### Set of tasks
1. In the passage on fossil shark teeth, how far apart are the two nearby localities where nearly identical collections were made?
2. List every shark genus that the passage on fossil shark teeth proposes for similar future studies in the Oligocene of South Carolina.

### Extract to read
※ ※ ※
A small sample of Carcharocles angustidens teeth is available from the Ashley Formation (n=9; Figure 5), and most (except for CCNHM 6081) are also within the juvenile size range (Table 1). The Ashley Formation represents somewhat deeper deposition but 1) has yielded a diverse marine vertebrate fauna similar to the Chandler Bridge Formation, 2) is also rich in phosphate indicating high primary productivity, and 3) was deposited within the same protected Charleston Embayment. At present, the limited sample suggests that the Charleston Embayment was a C. angustidens nursery area during deposition of the Ashley Formation. We hypothesize that this embayment was a nursery area for several million years, and predict that a larger sample from the Ashley Formation will bear this out. Most other specimens of C. angustidens collected in situ from other Ashley Formation localities are also from juveniles (e.g., CCNHM 1901). Critically, these are the first records of Carcharocles angustidens to be reported from the Ashley Formation (Figure 5), and indeed among the very first sharks ever reported from the unit. The Ashley Formation is not as richly fossiliferous as the overlying Chandler Bridge Formation, and discoveries from it have been more haphazard and biased towards cetaceans, sirenians, and sea turtles. Future studies of the McKewn subdivision assemblage will greatly expand knowledge of the marine vertebrate record from this unit.
Furthermore, it is noteworthy that nearly identical collections from the same strata were made in duplicate at two different (but nearby—2.4 km separation) localities by different field paleontologists and decades apart from one another. These data demonstrate the power of careful technical fieldwork, and reciprocally enhance the juvenile-weighted body size signal documented herein. We predict that future ‘census’ collections from the Ashley and Chandler Bridge formations will be similarly dominated by juvenile teeth. We further highlight the fact that similar modern embayments along the South Carolina coast are nursery areas for multiple shark species (Castro, 1993) and propose future similar studies of other commonly preserved sharks in the Oligocene of South Carolina, including Physogaleus, Galeocerdo, and Hemipristis, as juvenile teeth of these taxa are abundant in both Oligocene formations and may have also used the embayment as a nursery ground.
※ ※ ※
### Information provided
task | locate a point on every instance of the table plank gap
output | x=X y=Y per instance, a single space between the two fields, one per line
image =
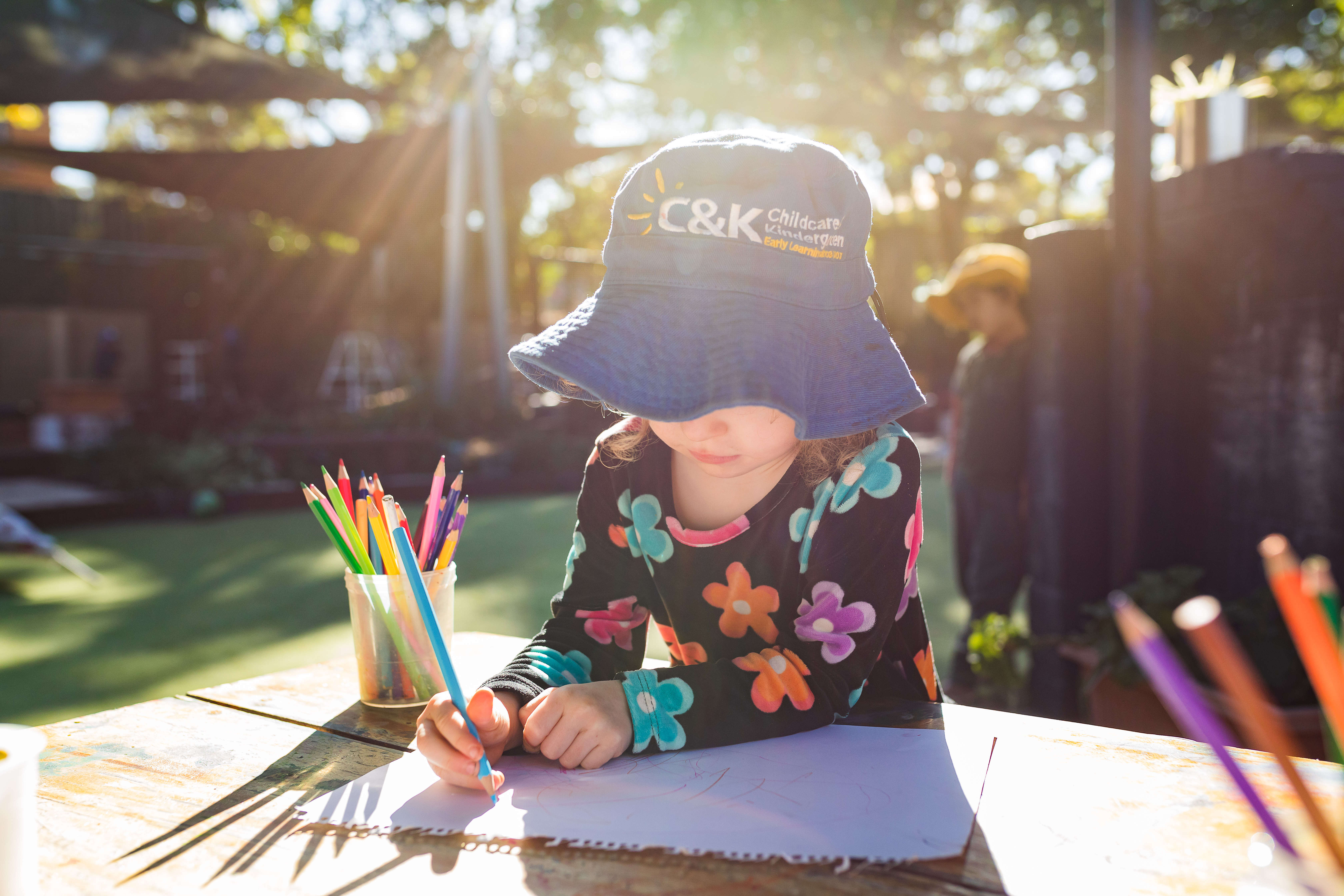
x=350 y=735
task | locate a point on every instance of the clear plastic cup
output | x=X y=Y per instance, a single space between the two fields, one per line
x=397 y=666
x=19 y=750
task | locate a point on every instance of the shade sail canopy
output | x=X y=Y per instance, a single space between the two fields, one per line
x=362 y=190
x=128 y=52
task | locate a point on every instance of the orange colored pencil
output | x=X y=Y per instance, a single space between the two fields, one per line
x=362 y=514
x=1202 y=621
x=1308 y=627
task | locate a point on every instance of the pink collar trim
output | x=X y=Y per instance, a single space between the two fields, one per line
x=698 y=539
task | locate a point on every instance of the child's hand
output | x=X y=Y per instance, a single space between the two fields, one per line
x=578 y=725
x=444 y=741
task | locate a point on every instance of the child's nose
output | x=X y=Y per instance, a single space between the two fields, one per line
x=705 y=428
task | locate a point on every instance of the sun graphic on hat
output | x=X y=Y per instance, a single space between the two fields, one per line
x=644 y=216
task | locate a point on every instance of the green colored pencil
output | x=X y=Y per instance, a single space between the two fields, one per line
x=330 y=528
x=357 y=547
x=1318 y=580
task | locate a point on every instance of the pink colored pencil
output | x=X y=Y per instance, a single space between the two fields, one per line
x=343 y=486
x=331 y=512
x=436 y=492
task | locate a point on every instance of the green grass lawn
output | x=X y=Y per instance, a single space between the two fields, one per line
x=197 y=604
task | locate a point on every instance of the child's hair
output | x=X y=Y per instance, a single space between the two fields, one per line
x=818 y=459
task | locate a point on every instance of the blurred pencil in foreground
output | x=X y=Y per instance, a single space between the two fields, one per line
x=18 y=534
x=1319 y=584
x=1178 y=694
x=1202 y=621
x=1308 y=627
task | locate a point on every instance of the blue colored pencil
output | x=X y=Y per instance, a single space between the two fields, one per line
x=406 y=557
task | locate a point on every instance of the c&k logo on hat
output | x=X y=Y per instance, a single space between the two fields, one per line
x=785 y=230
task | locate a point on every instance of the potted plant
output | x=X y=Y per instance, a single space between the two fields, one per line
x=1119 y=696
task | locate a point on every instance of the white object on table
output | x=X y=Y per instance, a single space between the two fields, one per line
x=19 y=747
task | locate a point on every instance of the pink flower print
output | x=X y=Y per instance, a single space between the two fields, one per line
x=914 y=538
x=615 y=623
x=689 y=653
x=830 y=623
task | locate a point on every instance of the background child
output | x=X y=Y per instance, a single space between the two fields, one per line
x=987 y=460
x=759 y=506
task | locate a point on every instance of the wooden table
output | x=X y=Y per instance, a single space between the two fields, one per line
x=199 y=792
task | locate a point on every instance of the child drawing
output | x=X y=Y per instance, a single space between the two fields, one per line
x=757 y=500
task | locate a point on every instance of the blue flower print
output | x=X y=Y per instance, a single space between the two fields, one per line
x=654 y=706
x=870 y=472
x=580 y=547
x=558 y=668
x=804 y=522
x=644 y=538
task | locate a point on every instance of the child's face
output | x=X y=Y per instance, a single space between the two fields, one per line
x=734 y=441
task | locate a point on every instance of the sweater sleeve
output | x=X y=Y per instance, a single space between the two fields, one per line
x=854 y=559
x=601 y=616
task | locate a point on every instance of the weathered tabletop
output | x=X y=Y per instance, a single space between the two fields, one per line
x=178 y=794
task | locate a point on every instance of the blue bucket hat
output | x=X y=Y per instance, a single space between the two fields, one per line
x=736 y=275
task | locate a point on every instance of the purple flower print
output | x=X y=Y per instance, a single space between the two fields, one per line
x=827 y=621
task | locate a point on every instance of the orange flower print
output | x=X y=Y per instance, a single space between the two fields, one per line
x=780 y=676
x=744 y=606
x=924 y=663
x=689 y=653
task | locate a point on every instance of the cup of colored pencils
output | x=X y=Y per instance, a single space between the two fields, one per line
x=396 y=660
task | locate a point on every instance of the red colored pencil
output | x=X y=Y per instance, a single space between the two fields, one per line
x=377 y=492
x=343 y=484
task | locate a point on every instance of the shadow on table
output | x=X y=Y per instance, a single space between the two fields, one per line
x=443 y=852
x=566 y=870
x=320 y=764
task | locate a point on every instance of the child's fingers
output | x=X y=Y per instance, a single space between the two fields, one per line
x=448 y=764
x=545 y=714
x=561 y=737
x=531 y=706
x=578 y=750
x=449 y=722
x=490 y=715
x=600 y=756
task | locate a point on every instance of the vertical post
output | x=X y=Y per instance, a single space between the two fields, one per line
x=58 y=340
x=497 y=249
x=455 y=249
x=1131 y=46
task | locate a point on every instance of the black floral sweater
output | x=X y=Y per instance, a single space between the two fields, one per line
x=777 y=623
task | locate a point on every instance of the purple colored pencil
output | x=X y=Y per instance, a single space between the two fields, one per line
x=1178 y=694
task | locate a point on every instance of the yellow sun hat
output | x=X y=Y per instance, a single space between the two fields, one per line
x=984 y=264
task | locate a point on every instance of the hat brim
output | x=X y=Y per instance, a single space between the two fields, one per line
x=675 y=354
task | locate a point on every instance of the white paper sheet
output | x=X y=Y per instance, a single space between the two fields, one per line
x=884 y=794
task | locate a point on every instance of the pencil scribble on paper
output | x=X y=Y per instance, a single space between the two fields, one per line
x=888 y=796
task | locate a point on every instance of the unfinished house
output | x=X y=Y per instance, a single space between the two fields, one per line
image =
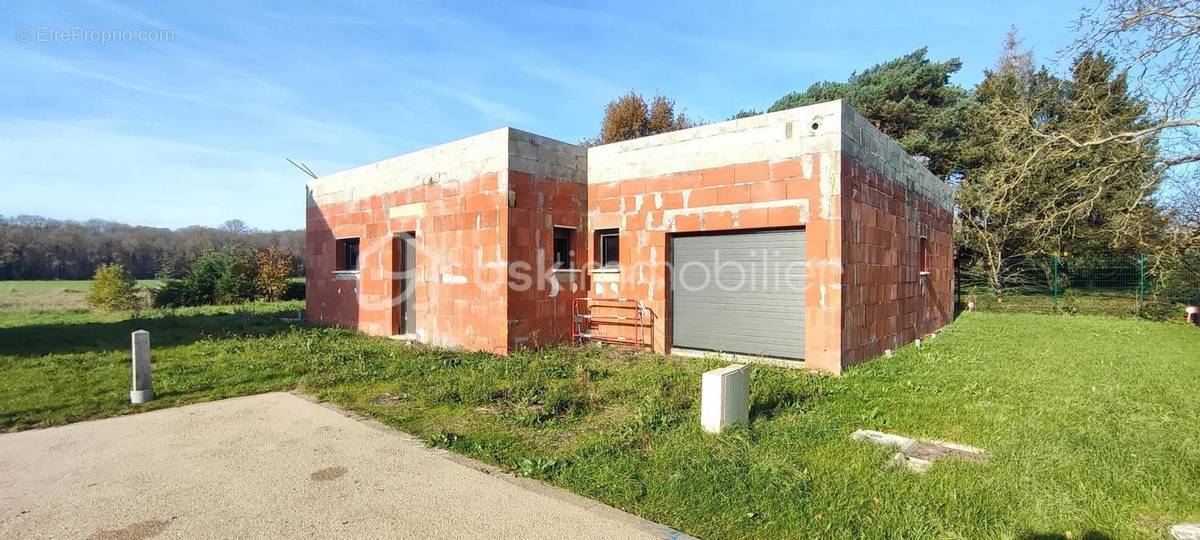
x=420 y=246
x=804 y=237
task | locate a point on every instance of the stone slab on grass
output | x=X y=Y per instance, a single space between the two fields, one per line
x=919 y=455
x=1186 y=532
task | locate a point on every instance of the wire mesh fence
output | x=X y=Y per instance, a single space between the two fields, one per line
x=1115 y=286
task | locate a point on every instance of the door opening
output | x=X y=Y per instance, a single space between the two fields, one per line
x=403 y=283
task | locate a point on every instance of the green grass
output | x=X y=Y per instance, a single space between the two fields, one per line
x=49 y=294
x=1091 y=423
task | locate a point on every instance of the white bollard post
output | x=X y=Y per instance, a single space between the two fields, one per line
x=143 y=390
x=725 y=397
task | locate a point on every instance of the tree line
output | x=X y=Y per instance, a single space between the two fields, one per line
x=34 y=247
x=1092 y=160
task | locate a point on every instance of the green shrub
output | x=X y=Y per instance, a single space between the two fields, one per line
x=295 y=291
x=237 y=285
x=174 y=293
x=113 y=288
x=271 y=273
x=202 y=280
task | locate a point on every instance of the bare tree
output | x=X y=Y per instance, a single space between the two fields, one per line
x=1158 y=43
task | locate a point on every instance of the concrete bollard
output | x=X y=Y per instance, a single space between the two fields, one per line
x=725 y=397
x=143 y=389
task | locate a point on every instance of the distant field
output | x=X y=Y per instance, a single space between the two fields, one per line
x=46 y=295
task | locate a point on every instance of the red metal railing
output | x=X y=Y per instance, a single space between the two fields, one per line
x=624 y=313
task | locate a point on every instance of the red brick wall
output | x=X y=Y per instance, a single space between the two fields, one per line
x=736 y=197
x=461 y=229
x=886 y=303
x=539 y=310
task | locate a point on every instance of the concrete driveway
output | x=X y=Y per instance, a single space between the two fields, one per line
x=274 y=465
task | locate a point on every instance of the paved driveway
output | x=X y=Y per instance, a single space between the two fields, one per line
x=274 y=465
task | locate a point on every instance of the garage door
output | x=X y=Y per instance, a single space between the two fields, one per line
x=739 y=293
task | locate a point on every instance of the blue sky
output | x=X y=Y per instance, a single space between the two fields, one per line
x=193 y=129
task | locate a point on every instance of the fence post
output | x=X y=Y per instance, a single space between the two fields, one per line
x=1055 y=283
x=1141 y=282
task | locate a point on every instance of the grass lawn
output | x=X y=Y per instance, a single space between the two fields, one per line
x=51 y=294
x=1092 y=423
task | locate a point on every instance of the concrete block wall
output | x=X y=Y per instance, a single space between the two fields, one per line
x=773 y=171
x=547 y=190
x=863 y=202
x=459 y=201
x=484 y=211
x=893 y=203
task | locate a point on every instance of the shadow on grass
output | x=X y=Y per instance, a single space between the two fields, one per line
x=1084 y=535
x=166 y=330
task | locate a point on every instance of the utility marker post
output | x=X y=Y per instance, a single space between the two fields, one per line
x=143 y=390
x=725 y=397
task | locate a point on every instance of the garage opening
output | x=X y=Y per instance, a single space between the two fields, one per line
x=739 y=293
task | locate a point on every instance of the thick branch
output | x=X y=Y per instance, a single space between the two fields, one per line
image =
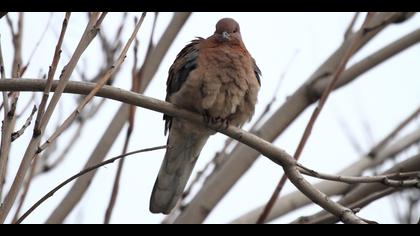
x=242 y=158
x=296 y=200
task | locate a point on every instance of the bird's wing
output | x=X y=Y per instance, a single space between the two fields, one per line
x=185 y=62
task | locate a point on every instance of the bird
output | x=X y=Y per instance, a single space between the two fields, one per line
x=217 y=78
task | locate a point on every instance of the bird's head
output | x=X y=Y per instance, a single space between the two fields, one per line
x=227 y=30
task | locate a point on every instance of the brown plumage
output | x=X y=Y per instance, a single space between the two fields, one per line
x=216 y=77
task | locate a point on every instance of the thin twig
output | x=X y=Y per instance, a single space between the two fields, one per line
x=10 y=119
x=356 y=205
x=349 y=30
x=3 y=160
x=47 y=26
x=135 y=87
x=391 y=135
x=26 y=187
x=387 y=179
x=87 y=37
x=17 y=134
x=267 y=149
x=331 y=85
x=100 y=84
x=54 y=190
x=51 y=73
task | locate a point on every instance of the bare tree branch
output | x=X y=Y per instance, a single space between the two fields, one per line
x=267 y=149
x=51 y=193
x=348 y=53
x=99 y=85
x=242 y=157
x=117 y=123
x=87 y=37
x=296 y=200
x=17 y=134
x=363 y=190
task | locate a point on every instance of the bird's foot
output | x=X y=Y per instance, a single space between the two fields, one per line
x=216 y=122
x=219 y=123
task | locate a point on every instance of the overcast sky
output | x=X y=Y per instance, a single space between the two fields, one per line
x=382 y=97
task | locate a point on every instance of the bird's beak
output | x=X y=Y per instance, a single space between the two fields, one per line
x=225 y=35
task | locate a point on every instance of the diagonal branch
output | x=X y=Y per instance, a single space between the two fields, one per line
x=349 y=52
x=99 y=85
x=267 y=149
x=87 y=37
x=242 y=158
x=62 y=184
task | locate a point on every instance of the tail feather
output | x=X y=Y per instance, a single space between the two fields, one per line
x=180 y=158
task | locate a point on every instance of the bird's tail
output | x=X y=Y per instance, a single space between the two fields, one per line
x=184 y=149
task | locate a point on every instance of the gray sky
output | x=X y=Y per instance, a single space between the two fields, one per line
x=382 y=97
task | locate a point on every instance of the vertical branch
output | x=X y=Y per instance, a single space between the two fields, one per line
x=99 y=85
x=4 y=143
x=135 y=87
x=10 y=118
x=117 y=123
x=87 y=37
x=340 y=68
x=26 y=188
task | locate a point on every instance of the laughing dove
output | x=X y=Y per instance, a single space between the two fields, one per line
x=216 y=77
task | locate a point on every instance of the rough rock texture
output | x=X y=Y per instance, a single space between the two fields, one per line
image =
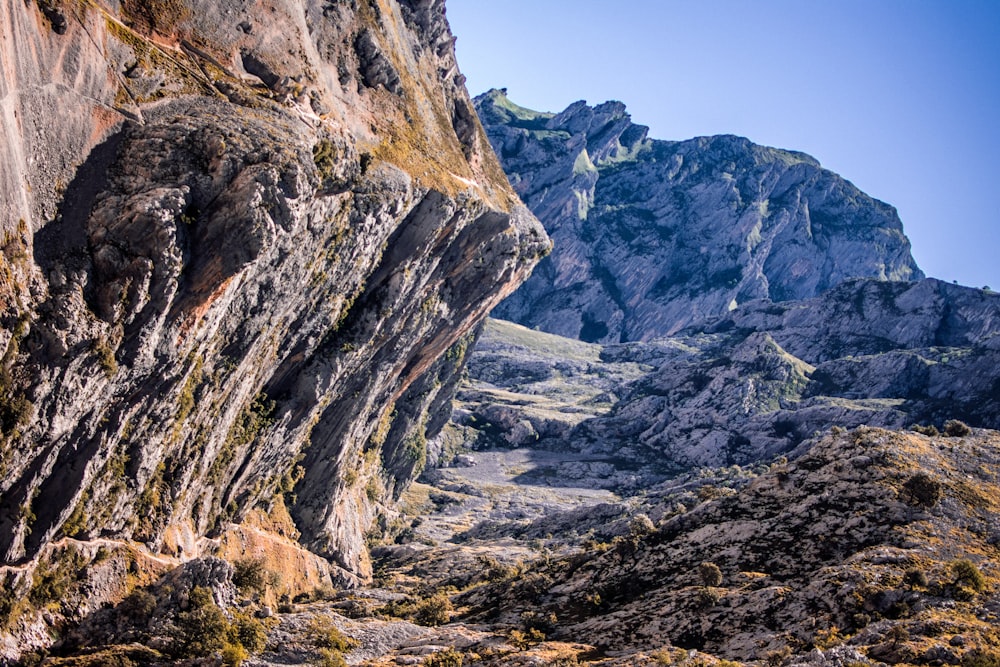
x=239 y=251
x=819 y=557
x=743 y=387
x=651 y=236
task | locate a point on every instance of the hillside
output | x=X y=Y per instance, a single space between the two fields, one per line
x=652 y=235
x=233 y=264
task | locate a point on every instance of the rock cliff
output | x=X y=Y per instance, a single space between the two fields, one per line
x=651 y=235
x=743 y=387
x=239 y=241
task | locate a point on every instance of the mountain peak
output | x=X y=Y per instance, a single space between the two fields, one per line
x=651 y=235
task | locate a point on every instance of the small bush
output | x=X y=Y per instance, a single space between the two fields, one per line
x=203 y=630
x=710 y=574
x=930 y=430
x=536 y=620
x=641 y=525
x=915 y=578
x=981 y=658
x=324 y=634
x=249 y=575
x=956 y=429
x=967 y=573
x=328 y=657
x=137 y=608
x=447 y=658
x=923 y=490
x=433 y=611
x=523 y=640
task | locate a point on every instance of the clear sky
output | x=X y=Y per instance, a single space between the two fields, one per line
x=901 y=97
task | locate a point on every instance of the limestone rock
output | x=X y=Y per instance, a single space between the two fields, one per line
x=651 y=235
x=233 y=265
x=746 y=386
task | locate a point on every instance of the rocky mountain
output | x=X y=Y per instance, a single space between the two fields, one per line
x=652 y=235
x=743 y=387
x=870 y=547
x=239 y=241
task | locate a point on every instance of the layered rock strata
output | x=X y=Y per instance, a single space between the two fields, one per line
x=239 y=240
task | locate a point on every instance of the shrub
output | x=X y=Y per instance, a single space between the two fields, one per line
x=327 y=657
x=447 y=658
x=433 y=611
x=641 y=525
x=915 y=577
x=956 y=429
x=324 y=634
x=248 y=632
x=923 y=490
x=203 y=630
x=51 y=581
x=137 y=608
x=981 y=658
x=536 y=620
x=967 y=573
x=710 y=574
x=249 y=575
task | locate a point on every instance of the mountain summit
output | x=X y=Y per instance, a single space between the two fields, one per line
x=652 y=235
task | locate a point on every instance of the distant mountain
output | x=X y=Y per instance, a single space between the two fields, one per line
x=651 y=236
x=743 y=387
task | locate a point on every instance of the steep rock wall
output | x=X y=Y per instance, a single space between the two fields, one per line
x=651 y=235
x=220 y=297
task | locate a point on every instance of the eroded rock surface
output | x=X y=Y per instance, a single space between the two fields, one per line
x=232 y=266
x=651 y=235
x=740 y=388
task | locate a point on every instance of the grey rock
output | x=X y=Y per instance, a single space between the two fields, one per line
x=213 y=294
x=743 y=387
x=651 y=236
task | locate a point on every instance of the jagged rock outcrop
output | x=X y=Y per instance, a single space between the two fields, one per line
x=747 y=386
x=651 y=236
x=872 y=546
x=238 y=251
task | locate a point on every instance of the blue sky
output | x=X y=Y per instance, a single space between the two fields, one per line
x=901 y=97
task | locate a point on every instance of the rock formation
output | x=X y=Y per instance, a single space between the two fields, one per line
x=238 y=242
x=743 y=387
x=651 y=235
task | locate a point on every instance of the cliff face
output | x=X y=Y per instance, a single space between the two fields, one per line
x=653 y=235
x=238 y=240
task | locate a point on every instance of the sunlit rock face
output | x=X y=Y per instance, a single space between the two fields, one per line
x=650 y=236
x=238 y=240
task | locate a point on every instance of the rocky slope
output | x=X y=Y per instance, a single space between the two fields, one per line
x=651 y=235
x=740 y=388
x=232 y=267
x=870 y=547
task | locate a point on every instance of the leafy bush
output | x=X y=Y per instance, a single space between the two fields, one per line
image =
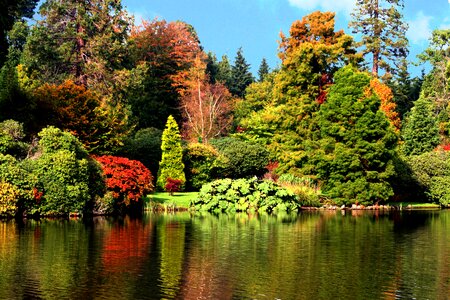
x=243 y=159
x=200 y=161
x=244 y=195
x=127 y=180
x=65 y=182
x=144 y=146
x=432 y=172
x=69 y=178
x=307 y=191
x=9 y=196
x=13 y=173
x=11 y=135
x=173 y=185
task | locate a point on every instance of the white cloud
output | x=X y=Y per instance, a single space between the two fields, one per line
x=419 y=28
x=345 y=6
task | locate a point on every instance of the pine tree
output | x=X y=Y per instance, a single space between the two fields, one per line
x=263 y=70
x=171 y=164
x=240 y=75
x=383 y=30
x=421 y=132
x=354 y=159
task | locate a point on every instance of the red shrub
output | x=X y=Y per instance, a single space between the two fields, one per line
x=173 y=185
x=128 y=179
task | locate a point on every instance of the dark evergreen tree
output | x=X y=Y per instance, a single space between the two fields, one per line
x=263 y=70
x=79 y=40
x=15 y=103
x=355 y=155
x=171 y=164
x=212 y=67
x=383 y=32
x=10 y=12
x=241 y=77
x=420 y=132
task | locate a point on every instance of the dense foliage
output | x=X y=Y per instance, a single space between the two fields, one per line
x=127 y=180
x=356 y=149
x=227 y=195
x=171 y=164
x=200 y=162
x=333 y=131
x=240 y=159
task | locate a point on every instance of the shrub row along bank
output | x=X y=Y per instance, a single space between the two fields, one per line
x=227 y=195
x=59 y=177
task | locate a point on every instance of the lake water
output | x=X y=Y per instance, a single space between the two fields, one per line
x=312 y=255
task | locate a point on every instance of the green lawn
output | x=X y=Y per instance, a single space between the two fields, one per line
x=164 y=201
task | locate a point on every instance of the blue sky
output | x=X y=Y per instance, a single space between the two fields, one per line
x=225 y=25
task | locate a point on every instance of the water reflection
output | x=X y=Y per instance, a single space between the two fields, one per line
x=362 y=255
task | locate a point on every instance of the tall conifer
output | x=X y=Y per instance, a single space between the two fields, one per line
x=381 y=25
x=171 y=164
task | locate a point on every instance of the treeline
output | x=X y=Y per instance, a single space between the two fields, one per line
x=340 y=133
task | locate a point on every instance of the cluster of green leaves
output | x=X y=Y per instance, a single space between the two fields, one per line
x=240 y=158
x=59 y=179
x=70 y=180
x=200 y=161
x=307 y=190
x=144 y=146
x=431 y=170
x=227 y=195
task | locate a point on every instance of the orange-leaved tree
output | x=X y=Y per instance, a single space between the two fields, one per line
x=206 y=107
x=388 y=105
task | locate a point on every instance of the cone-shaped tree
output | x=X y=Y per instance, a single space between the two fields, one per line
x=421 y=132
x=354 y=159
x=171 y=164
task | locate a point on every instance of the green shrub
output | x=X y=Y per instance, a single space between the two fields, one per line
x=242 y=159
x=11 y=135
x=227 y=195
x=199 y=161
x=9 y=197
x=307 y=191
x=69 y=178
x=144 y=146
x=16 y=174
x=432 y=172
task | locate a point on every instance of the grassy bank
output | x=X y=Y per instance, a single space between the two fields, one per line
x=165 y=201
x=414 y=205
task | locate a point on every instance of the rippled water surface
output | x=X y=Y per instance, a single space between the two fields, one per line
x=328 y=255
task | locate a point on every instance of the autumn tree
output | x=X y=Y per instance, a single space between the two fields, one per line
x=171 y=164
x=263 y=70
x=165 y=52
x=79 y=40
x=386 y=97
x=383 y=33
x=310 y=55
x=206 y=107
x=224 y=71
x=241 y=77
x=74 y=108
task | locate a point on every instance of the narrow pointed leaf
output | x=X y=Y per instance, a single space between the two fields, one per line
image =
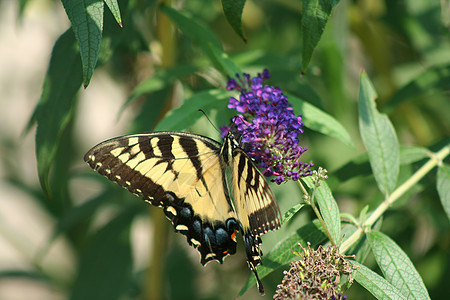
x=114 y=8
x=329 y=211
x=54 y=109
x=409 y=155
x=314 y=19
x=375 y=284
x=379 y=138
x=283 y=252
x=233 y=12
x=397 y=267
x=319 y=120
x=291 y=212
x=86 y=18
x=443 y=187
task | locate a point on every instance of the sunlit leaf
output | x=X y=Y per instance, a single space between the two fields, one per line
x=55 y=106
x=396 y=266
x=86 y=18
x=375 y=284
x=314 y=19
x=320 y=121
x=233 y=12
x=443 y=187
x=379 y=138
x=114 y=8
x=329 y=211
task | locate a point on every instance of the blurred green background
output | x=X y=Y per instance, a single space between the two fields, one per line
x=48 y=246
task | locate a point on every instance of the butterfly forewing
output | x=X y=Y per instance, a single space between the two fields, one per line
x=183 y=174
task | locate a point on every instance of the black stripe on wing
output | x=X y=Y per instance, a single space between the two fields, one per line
※ ※ ※
### Final answers
1. 2.4 km

2. Physogaleus, Galeocerdo, Hemipristis